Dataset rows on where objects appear
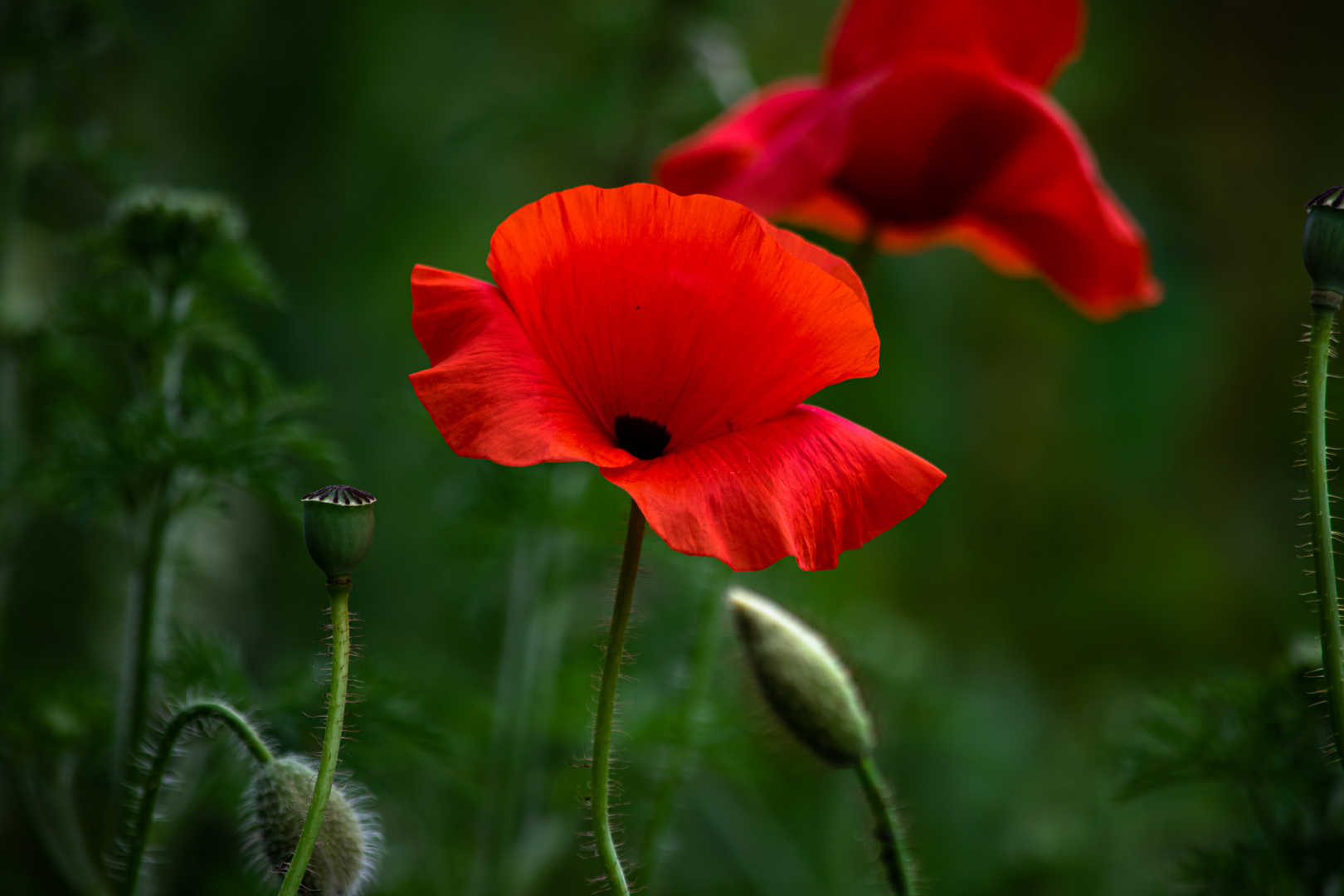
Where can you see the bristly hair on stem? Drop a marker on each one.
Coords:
(1322, 245)
(601, 793)
(197, 713)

REQUIRED WORK: Every entry must be written out exactly, with all pictures left out.

RESPONSE BELOW:
Where can you see the bristly hair on stem? Drop a marker on each one.
Coords:
(1322, 245)
(601, 793)
(197, 713)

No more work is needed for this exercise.